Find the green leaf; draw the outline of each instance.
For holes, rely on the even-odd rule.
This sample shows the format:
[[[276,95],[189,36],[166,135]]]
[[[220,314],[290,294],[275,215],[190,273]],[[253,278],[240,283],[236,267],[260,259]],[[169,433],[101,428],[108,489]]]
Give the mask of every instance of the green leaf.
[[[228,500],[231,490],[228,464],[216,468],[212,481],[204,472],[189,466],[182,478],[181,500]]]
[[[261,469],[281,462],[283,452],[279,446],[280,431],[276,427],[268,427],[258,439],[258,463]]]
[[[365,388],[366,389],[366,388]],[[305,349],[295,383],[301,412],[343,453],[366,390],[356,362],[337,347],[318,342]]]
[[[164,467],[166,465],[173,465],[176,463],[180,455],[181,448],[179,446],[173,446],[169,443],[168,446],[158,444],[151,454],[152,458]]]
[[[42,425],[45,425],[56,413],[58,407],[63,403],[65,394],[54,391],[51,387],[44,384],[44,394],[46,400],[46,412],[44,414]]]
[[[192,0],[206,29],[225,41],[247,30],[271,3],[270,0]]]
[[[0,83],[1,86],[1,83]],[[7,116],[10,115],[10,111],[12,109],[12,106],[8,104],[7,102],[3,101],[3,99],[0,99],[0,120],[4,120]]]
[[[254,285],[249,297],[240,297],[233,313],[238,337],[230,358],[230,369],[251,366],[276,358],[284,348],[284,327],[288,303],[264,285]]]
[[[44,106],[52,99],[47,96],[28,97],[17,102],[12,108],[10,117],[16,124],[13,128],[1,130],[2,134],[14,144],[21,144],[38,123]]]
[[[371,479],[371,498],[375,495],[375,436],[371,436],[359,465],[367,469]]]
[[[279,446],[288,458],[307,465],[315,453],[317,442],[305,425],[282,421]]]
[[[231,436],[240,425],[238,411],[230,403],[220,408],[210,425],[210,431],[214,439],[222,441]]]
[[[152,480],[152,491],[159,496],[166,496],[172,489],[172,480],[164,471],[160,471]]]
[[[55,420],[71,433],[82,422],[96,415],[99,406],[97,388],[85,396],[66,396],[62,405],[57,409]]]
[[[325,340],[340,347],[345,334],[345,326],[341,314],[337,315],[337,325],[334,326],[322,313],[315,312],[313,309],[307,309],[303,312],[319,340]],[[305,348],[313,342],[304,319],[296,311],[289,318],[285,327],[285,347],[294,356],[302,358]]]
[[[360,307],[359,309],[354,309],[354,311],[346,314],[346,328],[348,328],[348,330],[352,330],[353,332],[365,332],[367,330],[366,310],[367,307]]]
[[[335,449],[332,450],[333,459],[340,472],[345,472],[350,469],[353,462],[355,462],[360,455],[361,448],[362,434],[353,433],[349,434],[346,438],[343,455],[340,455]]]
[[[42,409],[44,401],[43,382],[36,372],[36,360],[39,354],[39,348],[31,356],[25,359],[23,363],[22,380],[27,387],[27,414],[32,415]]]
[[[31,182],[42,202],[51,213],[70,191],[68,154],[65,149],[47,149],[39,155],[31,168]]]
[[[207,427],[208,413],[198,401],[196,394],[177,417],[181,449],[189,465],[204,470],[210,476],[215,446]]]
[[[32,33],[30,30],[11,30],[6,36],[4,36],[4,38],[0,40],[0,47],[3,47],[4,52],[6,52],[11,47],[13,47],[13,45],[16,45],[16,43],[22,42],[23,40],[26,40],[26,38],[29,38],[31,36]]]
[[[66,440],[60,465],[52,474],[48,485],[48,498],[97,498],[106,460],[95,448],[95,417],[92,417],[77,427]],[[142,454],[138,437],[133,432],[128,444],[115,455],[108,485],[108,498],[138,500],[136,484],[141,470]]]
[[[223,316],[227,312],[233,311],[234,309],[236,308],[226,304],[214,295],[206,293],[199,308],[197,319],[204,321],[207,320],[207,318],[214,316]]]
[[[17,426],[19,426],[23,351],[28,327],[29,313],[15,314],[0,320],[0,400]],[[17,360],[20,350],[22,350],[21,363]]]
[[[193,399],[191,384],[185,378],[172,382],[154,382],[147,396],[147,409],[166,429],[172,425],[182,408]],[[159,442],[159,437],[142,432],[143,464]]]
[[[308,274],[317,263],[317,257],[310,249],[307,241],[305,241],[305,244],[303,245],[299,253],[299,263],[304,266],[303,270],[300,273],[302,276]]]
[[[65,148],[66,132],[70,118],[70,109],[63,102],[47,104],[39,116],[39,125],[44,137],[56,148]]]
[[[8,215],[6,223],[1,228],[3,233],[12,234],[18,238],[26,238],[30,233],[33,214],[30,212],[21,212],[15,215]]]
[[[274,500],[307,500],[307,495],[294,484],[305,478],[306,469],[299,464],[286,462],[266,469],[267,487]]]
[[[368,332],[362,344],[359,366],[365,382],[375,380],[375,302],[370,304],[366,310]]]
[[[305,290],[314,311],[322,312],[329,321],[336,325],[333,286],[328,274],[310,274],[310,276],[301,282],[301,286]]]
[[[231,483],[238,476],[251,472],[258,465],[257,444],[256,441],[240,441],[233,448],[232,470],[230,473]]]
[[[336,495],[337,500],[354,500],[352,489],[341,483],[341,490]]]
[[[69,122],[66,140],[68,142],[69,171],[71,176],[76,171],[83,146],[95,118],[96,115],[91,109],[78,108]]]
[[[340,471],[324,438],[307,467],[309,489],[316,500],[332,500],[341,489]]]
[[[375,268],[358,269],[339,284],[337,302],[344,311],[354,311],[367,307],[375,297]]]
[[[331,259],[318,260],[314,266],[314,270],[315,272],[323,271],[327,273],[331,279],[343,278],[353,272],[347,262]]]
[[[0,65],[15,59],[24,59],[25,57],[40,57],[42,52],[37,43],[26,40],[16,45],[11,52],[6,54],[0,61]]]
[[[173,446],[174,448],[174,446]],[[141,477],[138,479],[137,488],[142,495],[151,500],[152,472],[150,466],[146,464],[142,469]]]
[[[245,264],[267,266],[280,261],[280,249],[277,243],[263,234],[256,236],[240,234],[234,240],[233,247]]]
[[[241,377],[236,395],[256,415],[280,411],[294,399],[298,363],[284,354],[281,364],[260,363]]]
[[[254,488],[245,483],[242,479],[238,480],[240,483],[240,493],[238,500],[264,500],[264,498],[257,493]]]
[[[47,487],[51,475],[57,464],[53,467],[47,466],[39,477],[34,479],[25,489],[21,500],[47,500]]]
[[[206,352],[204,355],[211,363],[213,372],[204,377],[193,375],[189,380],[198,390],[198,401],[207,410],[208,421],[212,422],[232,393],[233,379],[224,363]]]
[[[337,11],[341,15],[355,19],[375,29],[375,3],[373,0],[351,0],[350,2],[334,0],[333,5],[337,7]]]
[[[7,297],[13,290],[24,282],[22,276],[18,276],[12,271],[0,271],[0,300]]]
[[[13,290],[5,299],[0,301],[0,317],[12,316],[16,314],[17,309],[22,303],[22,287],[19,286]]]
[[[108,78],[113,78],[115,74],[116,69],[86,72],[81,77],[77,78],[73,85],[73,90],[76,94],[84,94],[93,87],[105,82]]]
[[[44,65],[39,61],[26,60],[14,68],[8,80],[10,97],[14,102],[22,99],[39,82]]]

PROBLEM DESCRIPTION ▸ Write each entry out again, exactly as it reads above.

REPLY ▸
Find the green leaf; draw the outline of each instance.
For holes, rely on the even-odd rule.
This sample shows the format:
[[[276,95],[189,36],[166,135]]]
[[[220,314],[290,294],[275,215],[190,273]],[[253,278],[240,283],[236,267],[260,259]],[[169,433],[101,428],[108,489]]]
Give the mask of every instance of the green leaf.
[[[228,500],[231,490],[228,464],[216,468],[212,481],[204,472],[189,466],[182,478],[181,500]]]
[[[261,469],[281,462],[283,452],[279,446],[280,431],[276,427],[268,427],[258,439],[258,463]]]
[[[365,388],[366,389],[366,388]],[[305,349],[295,383],[301,412],[343,453],[366,390],[356,362],[337,347],[318,342]]]
[[[164,467],[166,465],[173,465],[176,463],[180,455],[181,448],[179,446],[173,446],[169,443],[168,446],[158,444],[151,454],[152,458]]]
[[[42,425],[45,425],[56,413],[58,407],[63,403],[65,394],[54,391],[51,387],[44,384],[44,394],[46,400],[46,412],[44,414]]]
[[[192,0],[206,29],[225,41],[247,30],[271,3],[270,0]]]
[[[0,83],[1,86],[1,83]],[[7,116],[10,115],[10,111],[12,109],[12,106],[8,104],[7,102],[3,101],[3,99],[0,99],[0,120],[4,120]]]
[[[254,285],[249,297],[240,297],[233,313],[238,337],[230,358],[230,369],[251,366],[276,358],[284,348],[284,327],[288,303],[264,285]]]
[[[44,106],[52,99],[47,96],[28,97],[17,102],[12,108],[10,117],[16,124],[13,128],[1,130],[2,134],[14,144],[21,144],[38,123]]]
[[[371,479],[371,498],[375,495],[375,436],[371,436],[359,465],[367,469]]]
[[[279,446],[288,458],[307,465],[315,453],[317,442],[305,425],[282,421]]]
[[[231,436],[240,425],[238,411],[230,403],[220,408],[210,425],[210,431],[214,439],[222,441]]]
[[[152,480],[152,491],[159,496],[166,496],[172,489],[172,480],[164,471],[160,471]]]
[[[55,420],[71,433],[82,422],[96,415],[99,406],[97,388],[85,396],[66,396],[62,405],[57,409]]]
[[[325,340],[340,347],[345,334],[345,326],[341,314],[337,315],[337,325],[334,326],[322,313],[315,312],[313,309],[307,309],[303,312],[319,340]],[[305,348],[313,342],[304,319],[296,311],[289,318],[285,327],[285,347],[294,356],[302,358]]]
[[[360,307],[359,309],[354,309],[354,311],[346,314],[346,328],[348,328],[348,330],[352,330],[353,332],[365,332],[367,330],[366,310],[367,307]]]
[[[335,449],[332,450],[333,459],[340,472],[345,472],[350,469],[353,462],[355,462],[360,455],[361,448],[362,434],[353,433],[349,434],[346,438],[343,455],[340,455]]]
[[[42,409],[44,401],[43,382],[36,372],[36,360],[39,354],[39,348],[31,356],[25,359],[23,363],[22,380],[27,387],[27,414],[32,415]]]
[[[31,182],[42,202],[51,213],[70,191],[68,154],[65,149],[47,149],[39,155],[31,168]]]
[[[207,427],[208,413],[198,401],[196,394],[177,417],[181,449],[189,465],[204,470],[210,476],[215,446]]]
[[[32,33],[30,30],[11,30],[6,36],[4,36],[4,38],[0,40],[0,47],[3,47],[4,52],[6,52],[11,47],[13,47],[13,45],[16,45],[16,43],[22,42],[23,40],[26,40],[26,38],[29,38],[31,36]]]
[[[66,440],[60,465],[52,474],[48,485],[48,498],[97,498],[106,460],[95,448],[95,417],[92,417],[77,427]],[[142,454],[138,437],[133,432],[128,444],[115,455],[108,485],[108,498],[138,500],[136,484],[141,470]]]
[[[223,316],[227,312],[233,311],[234,309],[236,308],[226,304],[214,295],[206,293],[199,308],[197,319],[204,321],[207,320],[207,318],[214,316]]]
[[[17,426],[19,426],[23,351],[28,327],[29,313],[15,314],[0,320],[0,400]],[[17,360],[20,350],[22,350],[21,363]]]
[[[193,399],[191,384],[185,378],[172,382],[154,382],[147,396],[147,409],[166,429],[172,425],[182,408]],[[159,442],[159,437],[142,432],[143,464]]]
[[[308,274],[317,263],[317,257],[310,249],[307,241],[305,241],[305,244],[303,245],[299,253],[299,263],[304,266],[303,270],[300,273],[302,276]]]
[[[65,148],[66,132],[70,118],[70,109],[63,102],[47,104],[39,116],[39,125],[44,137],[56,148]]]
[[[8,215],[6,223],[1,228],[3,233],[12,234],[18,238],[26,238],[30,233],[33,214],[30,212],[21,212],[15,215]]]
[[[274,500],[307,500],[307,495],[294,484],[305,478],[306,469],[299,464],[286,462],[266,469],[267,487]]]
[[[368,332],[362,344],[359,366],[365,382],[375,380],[375,302],[370,304],[366,310]]]
[[[305,290],[314,311],[322,312],[329,321],[336,325],[333,286],[328,274],[310,274],[310,276],[301,282],[301,286]]]
[[[231,483],[238,476],[251,472],[258,465],[257,444],[256,441],[240,441],[233,448],[232,470],[230,473]]]
[[[336,495],[337,500],[354,500],[352,489],[341,483],[341,490]]]
[[[69,122],[66,140],[68,142],[69,171],[71,176],[76,171],[83,146],[95,118],[96,115],[91,109],[78,108]]]
[[[340,471],[324,438],[307,467],[309,489],[316,500],[332,500],[341,489]]]
[[[375,268],[358,269],[339,284],[337,302],[344,311],[354,311],[367,307],[375,297]]]
[[[331,259],[318,260],[314,266],[314,270],[315,272],[323,271],[327,273],[331,279],[343,278],[353,272],[347,262]]]
[[[0,65],[15,59],[24,59],[25,57],[40,57],[42,52],[37,43],[26,40],[16,45],[11,52],[6,54],[0,61]]]
[[[173,446],[174,448],[174,446]],[[141,477],[138,479],[137,488],[142,495],[151,500],[152,472],[150,466],[146,464],[142,469]]]
[[[245,264],[267,266],[280,261],[280,249],[277,243],[263,234],[256,236],[240,234],[234,240],[233,247]]]
[[[241,377],[236,395],[256,415],[280,411],[294,399],[298,363],[284,354],[281,364],[260,363]]]
[[[254,488],[245,483],[242,479],[238,480],[240,483],[240,493],[238,500],[264,500],[264,498],[257,493]]]
[[[47,487],[51,475],[57,464],[53,467],[47,466],[39,477],[34,479],[25,489],[21,500],[47,500]]]
[[[206,352],[204,355],[211,363],[213,372],[204,377],[193,375],[189,380],[198,390],[198,401],[207,410],[208,421],[212,422],[232,393],[233,379],[224,363]]]
[[[337,11],[341,15],[355,19],[375,29],[375,3],[373,0],[351,0],[350,2],[334,0],[333,5],[337,7]]]
[[[7,297],[13,290],[24,282],[22,276],[18,276],[12,271],[0,271],[0,300]]]
[[[13,290],[5,299],[0,301],[0,317],[12,316],[16,314],[17,309],[22,303],[22,287],[19,286]]]
[[[108,78],[113,78],[115,74],[116,69],[86,72],[81,77],[77,78],[73,85],[73,90],[76,94],[84,94],[93,87],[105,82]]]
[[[44,65],[39,61],[26,60],[14,68],[8,80],[10,97],[14,102],[22,99],[39,82]]]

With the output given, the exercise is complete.